Wednesday, October 20, 2010

An Algorithm to Generate Impossible Art?

Posted by Danny Tarlow
I posted last time about constraint satisfaction problems that are locally consistent (arc-consistent) everywhere but inconsistent globally. Part of the interesting bit was the connection to "impossible" Escher-style art, such as the impossible triangle.

This is really only the beginning, though. There should be many more examples where we have local consistency but global inconsistency. For example, it's straightforward to extend the 3-cycle that produces the impossible triangle to any odd-cycle. This produces impossible pentagons, impossible heptagons, etc. I've drawn the pentagon and heptagon examples below: Naturally, I want to push this further, finding more interesting figures to draw. Here's a proposed algorithm:
  • Generate a random constraint satisfaction problem that is arc-consistent but unsatisfiable.
  • Translate the kernel--the locally consistent problem that remains after running arc-consistency--into a drawing.

**Task instructions**
From the blog post on impossible art, reproduce word for word the passage starting at "Posted by Danny" and ending at "the impossible triangle.".

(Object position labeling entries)
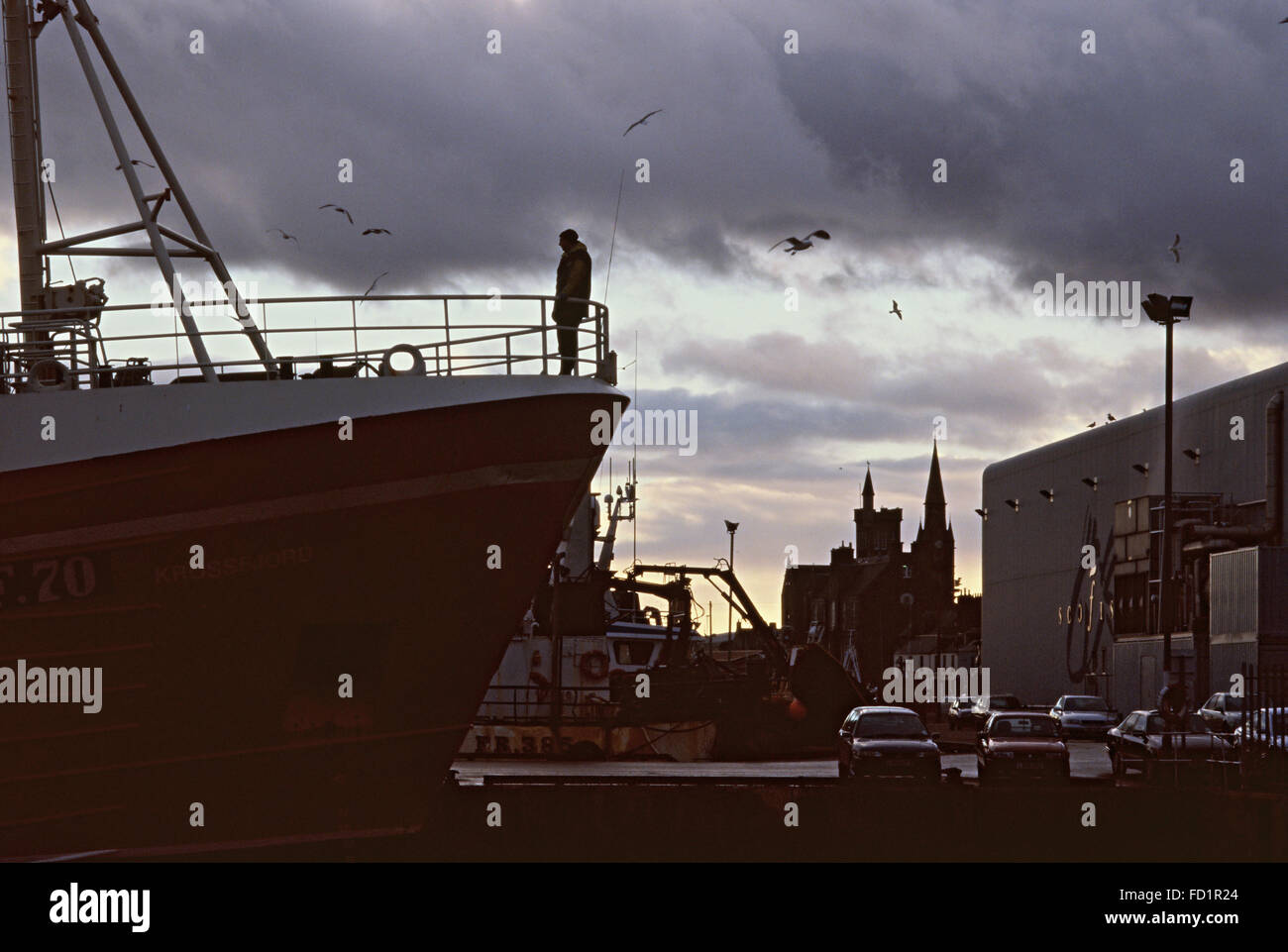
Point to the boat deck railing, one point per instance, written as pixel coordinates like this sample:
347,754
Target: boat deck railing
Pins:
318,337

**Reply to the task**
Posted by Danny Tarlow
I posted last time about constraint satisfaction problems that are locally consistent (arc-consistent) everywhere but inconsistent globally. Part of the interesting bit was the connection to "impossible" Escher-style art, such as the impossible triangle.